Every entry here needs to be repeated exactly.

— Start Records for this task —

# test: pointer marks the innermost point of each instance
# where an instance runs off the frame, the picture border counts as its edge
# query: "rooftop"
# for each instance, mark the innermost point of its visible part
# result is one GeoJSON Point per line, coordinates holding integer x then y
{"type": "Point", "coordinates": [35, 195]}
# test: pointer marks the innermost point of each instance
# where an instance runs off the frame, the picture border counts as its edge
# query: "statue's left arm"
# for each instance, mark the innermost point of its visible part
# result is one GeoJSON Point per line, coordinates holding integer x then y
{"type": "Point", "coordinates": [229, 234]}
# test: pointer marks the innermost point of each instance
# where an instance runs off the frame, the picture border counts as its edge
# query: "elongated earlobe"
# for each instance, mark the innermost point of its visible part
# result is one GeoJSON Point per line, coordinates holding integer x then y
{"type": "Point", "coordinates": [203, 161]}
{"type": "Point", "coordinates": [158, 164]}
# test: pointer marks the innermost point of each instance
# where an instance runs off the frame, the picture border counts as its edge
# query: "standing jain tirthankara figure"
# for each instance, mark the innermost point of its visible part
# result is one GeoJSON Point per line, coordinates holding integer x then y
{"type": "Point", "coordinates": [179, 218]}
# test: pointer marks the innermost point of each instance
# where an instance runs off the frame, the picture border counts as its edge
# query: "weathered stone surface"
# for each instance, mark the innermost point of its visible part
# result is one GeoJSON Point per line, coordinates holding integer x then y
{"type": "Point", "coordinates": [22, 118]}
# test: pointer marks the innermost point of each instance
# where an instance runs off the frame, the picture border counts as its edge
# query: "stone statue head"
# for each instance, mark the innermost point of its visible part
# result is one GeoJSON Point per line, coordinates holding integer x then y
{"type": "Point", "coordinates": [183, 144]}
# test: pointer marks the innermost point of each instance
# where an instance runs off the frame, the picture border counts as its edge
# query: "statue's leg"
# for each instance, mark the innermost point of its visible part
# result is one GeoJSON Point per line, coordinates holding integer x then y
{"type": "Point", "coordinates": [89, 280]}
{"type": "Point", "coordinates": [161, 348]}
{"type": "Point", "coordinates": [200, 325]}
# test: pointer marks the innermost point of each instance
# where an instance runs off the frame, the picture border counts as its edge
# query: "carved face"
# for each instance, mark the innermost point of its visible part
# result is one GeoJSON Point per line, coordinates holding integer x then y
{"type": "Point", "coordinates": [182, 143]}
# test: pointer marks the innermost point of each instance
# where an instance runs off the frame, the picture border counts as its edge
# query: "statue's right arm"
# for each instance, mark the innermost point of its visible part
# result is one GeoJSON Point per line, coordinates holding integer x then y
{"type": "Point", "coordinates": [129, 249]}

— End Records for this task —

The reply >>
# test: pointer marks the innermost point of each instance
# where an instance runs off the frame, the picture border counts as its edge
# query: "rooftop"
# for each instance, mark the innermost point of its visible part
# result is one GeoJSON Point per line, coordinates holding integer x then y
{"type": "Point", "coordinates": [35, 195]}
# test: pointer marks the innermost point of each instance
# where an instance runs off the frame, the picture border counts as its edge
# query: "statue's left arm"
# for each instance, mark the innermost point of its visible part
# result is one GeoJSON Point per line, coordinates holding integer x then y
{"type": "Point", "coordinates": [229, 234]}
# test: pointer marks the innermost point of each instance
# where an instance runs off the frame, the picture border counts as its edge
# query: "elongated earlobe"
# for each instance, mark the innermost point of its visible part
# result is one GeoJSON Point per line, coordinates holding integer x then y
{"type": "Point", "coordinates": [203, 161]}
{"type": "Point", "coordinates": [158, 164]}
# test: pointer marks the innermost point of each instance
# where an instance runs off the frame, the picture border counts as its edge
# query: "standing jain tirthankara figure"
# for each instance, mark the innermost point of its visible part
# result is one GeoJSON Point per line, coordinates holding integer x then y
{"type": "Point", "coordinates": [179, 218]}
# test: pointer marks the innermost point of each instance
# where an instance runs off the frame, the picture border counts as its edge
# query: "weathered stone surface"
# for each instance, mark the innermost point of its visible part
# result is one GeoJSON Point per line, coordinates holding integer x then y
{"type": "Point", "coordinates": [22, 118]}
# test: pointer marks the innermost point of each instance
# where an instance runs off the frame, the picture border counts as its edge
# query: "stone statue head"
# for each instance, mark the innermost point of its visible part
# result is one GeoJSON Point per line, coordinates holding integer x then y
{"type": "Point", "coordinates": [183, 144]}
# test: pointer marks the innermost point of each instance
# where an instance runs off the frame, the picture border counts as its edge
# query: "statue's leg"
# for each instance, mark the innermost point of its visible part
# result is one GeoJSON Point per line, coordinates holding integer x then y
{"type": "Point", "coordinates": [89, 280]}
{"type": "Point", "coordinates": [161, 348]}
{"type": "Point", "coordinates": [200, 325]}
# test: pointer marks the innermost point of each instance
# where an instance runs off the frame, the picture border counts as its edge
# query: "carved face"
# for each instance, mark the innermost point of its visible part
# result is one GeoJSON Point per line, coordinates holding integer x then y
{"type": "Point", "coordinates": [182, 143]}
# test: pointer marks the innermost point of each instance
# where an instance runs off the frame, the picture border counts as its edge
# query: "statue's right arm"
# for each instance, mark the innermost point of its visible part
# result is one GeoJSON Point per line, coordinates holding integer x then y
{"type": "Point", "coordinates": [129, 249]}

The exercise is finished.